WRITTEN PROBLEM —
Nothing may be dropped or altered: reproduce all the data.
-- begin INPUT RECORDS --
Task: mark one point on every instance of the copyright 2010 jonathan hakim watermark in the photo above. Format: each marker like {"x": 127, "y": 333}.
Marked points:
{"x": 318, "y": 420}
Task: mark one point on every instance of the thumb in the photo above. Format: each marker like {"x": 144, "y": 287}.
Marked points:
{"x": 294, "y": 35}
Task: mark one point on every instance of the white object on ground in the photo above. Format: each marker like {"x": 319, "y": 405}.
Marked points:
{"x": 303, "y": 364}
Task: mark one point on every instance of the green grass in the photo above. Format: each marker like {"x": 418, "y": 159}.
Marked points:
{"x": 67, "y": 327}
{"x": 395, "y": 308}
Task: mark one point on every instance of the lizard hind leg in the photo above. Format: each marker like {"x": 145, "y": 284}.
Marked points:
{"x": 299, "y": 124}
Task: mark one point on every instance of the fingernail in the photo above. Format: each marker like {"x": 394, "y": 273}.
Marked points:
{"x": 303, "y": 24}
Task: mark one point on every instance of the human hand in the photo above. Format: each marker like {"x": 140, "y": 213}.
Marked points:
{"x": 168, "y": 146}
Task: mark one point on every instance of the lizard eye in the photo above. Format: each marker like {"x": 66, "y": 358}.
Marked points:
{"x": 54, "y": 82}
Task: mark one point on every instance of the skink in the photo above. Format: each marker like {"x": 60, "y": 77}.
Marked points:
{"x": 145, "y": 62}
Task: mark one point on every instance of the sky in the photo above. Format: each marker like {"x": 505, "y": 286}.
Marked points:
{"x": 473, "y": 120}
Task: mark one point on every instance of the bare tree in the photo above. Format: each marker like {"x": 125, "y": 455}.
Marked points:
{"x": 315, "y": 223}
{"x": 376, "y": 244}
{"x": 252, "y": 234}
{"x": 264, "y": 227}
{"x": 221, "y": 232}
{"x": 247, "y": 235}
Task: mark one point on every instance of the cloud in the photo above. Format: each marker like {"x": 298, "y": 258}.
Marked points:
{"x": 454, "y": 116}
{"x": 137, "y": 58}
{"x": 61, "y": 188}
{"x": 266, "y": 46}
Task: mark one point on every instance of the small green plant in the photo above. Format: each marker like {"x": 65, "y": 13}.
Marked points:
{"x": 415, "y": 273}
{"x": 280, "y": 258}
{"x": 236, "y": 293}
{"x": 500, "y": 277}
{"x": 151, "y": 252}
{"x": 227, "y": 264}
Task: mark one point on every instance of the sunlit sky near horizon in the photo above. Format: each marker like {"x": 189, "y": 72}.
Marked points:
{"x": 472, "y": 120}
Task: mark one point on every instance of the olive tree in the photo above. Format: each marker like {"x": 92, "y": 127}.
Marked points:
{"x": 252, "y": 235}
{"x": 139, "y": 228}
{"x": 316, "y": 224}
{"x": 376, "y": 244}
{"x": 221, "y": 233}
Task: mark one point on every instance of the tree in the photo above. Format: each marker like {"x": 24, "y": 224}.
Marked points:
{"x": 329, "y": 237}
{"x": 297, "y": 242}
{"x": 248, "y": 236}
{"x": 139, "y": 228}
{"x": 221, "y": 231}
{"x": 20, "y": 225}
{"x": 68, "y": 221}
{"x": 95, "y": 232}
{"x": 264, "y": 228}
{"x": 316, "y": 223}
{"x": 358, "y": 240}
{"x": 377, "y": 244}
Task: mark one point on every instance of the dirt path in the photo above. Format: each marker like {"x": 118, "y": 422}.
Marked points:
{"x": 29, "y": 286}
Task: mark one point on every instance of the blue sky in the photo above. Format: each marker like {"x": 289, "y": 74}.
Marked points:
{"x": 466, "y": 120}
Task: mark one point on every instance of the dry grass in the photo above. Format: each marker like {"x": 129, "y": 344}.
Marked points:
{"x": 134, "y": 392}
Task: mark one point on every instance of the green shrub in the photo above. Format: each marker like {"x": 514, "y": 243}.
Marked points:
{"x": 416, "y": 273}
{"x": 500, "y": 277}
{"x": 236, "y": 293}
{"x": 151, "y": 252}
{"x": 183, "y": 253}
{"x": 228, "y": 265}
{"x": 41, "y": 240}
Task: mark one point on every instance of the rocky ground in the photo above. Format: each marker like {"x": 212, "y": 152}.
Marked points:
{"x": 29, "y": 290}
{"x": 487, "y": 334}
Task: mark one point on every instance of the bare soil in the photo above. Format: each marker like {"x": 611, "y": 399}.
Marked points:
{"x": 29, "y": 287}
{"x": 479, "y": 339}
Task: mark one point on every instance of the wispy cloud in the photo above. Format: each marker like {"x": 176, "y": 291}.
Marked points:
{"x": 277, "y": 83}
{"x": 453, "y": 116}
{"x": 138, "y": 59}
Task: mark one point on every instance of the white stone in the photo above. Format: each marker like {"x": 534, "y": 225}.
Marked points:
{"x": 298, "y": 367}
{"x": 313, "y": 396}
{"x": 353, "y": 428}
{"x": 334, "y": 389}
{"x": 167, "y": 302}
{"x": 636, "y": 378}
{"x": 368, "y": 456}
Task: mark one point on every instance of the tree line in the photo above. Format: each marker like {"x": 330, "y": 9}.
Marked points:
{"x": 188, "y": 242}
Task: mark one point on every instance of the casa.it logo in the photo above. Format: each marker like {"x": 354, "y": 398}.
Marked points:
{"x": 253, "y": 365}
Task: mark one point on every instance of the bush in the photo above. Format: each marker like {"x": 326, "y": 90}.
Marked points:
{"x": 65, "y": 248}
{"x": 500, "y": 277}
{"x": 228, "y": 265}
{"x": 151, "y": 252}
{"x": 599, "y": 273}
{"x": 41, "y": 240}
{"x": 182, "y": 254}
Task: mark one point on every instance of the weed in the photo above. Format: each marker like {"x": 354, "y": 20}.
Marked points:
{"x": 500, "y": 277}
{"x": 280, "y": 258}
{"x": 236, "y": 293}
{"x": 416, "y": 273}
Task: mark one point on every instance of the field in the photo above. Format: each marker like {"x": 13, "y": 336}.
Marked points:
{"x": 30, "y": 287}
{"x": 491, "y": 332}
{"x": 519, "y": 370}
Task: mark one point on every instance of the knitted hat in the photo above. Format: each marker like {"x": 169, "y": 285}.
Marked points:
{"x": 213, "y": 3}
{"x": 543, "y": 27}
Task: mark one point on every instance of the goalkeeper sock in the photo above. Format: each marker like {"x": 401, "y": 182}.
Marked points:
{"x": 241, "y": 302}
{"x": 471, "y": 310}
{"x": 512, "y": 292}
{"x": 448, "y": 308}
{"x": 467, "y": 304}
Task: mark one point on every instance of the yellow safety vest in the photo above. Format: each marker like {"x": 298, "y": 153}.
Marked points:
-- end INPUT RECORDS --
EXERCISE SOLUTION —
Task: mark one point on every instance of the copyright 2010 jonathan hakim watermark in the photo above. Format: each marker like {"x": 127, "y": 333}.
Marked points:
{"x": 318, "y": 420}
Task: mark one point on every instance of the thumb in the photo above. Format: each marker like {"x": 144, "y": 287}.
Marked points:
{"x": 294, "y": 35}
Task: mark one point on every instance of the white object on ground in the photo above. Format: each marker like {"x": 319, "y": 405}.
Marked points:
{"x": 303, "y": 364}
Task: mark one point on every instance of the green grass in the photo above. Format: each marker like {"x": 418, "y": 159}.
Marked points:
{"x": 67, "y": 327}
{"x": 395, "y": 308}
Task: mark one point on every instance of the lizard hind leg in the photo above. Format: each marker like {"x": 145, "y": 284}.
Marked points:
{"x": 299, "y": 124}
Task: mark one point on every instance of the fingernail in the photo above. Format: each marker like {"x": 394, "y": 273}.
Marked points:
{"x": 303, "y": 24}
Task: mark one point on every instance of the human hand in the photo above. Format: each marker like {"x": 140, "y": 213}.
Marked points:
{"x": 168, "y": 146}
Task: mark one point on every instance of the lizard eye in the photo above. Format: each marker like {"x": 66, "y": 358}.
Marked points:
{"x": 54, "y": 82}
Task: mark one point on every instance of the skink in the photo above. Format: each marker like {"x": 60, "y": 77}.
Marked points:
{"x": 145, "y": 62}
Task: mark one point on every instance of the sky in the photo above. Format: each marker like {"x": 505, "y": 286}.
Marked points:
{"x": 473, "y": 120}
Task: mark one point on every instance of the bare tree in the photo above. Format: each marker like {"x": 125, "y": 455}.
Marked points:
{"x": 315, "y": 223}
{"x": 376, "y": 244}
{"x": 252, "y": 234}
{"x": 264, "y": 227}
{"x": 221, "y": 232}
{"x": 247, "y": 235}
Task: mark one point on every instance of the cloud in the photo above. Format: each marker like {"x": 298, "y": 258}.
Marked points:
{"x": 454, "y": 116}
{"x": 137, "y": 58}
{"x": 61, "y": 188}
{"x": 266, "y": 46}
Task: mark one point on every instance of the small green plant in the photo above. Format: each marker like {"x": 65, "y": 13}.
Marked points:
{"x": 415, "y": 273}
{"x": 280, "y": 258}
{"x": 236, "y": 293}
{"x": 500, "y": 277}
{"x": 151, "y": 252}
{"x": 227, "y": 264}
Task: mark one point on every instance of the sunlit sky near horizon in the photo above. Format: each marker like {"x": 189, "y": 72}.
Marked points:
{"x": 472, "y": 120}
Task: mark one point on every instance of the olive tree in the photo above. Format: each marker like {"x": 92, "y": 127}.
Marked points:
{"x": 252, "y": 235}
{"x": 139, "y": 228}
{"x": 316, "y": 224}
{"x": 376, "y": 244}
{"x": 221, "y": 233}
Task: mark one point on every instance of the tree in the photo above. Format: each marker like {"x": 24, "y": 224}.
Marked points:
{"x": 329, "y": 237}
{"x": 297, "y": 242}
{"x": 248, "y": 236}
{"x": 139, "y": 228}
{"x": 221, "y": 231}
{"x": 20, "y": 225}
{"x": 68, "y": 221}
{"x": 95, "y": 232}
{"x": 264, "y": 228}
{"x": 316, "y": 223}
{"x": 358, "y": 240}
{"x": 377, "y": 244}
Task: mark one point on every instance of the dirt path in the photo above. Format: each marker like {"x": 118, "y": 422}.
Marked points:
{"x": 29, "y": 286}
Task: mark one point on every instance of the blue sky in the photo above. Format: each marker like {"x": 289, "y": 74}.
Marked points:
{"x": 466, "y": 120}
Task: mark one point on every instance of the dry grass in the photo above. Format: each marker like {"x": 129, "y": 344}.
Marked points:
{"x": 134, "y": 392}
Task: mark one point on every instance of the green shrub in the photo above. Format: each marker like {"x": 514, "y": 243}.
Marked points:
{"x": 416, "y": 273}
{"x": 500, "y": 277}
{"x": 236, "y": 293}
{"x": 151, "y": 252}
{"x": 183, "y": 253}
{"x": 228, "y": 265}
{"x": 41, "y": 240}
Task: mark one point on every instance of the rocky ground in the photo above. Format: each marker like {"x": 212, "y": 152}.
Marked points:
{"x": 29, "y": 290}
{"x": 487, "y": 334}
Task: mark one point on every instance of the bare soil in the photo above. Format: each marker like {"x": 611, "y": 399}.
Marked points:
{"x": 29, "y": 287}
{"x": 479, "y": 339}
Task: mark one point on every instance of the wispy cloud in the photo above. Format: each marker like {"x": 176, "y": 291}.
Marked points:
{"x": 277, "y": 83}
{"x": 453, "y": 116}
{"x": 138, "y": 59}
Task: mark one point on every instance of the white stone in the photo above. Format: each marker like {"x": 534, "y": 225}.
Marked points:
{"x": 298, "y": 367}
{"x": 313, "y": 396}
{"x": 353, "y": 428}
{"x": 334, "y": 389}
{"x": 167, "y": 302}
{"x": 636, "y": 378}
{"x": 368, "y": 456}
Task: mark one point on every instance of the tree line in the photo above. Format: each marker like {"x": 330, "y": 9}.
Marked points:
{"x": 188, "y": 242}
Task: mark one point on every instance of the casa.it logo in the photo above. Format: each marker like {"x": 354, "y": 398}.
Marked points:
{"x": 253, "y": 365}
Task: mark one point on every instance of the bush in the photo above. Format: each marker like {"x": 326, "y": 90}.
Marked points:
{"x": 65, "y": 248}
{"x": 500, "y": 277}
{"x": 228, "y": 265}
{"x": 151, "y": 252}
{"x": 599, "y": 273}
{"x": 41, "y": 240}
{"x": 182, "y": 254}
Task: mark one point on every instance of the weed in the photo above. Format: each marker like {"x": 354, "y": 20}.
Marked points:
{"x": 500, "y": 277}
{"x": 280, "y": 258}
{"x": 236, "y": 293}
{"x": 416, "y": 273}
Task: mark one point on every instance of the field in the photo above. Format: each marker like {"x": 13, "y": 336}.
Marked points:
{"x": 30, "y": 287}
{"x": 491, "y": 332}
{"x": 519, "y": 370}
Task: mark one point on every instance of the knitted hat in the photo above. Format: each marker like {"x": 169, "y": 285}.
Marked points:
{"x": 213, "y": 3}
{"x": 543, "y": 27}
Task: mark one point on every instance of the goalkeeper sock in the photo above. Format: each marker like {"x": 401, "y": 182}.
Marked points:
{"x": 241, "y": 302}
{"x": 471, "y": 310}
{"x": 512, "y": 292}
{"x": 448, "y": 308}
{"x": 467, "y": 304}
Task: mark one point on every instance of the yellow safety vest in the photo above. Format: each marker like {"x": 298, "y": 153}.
Marked points:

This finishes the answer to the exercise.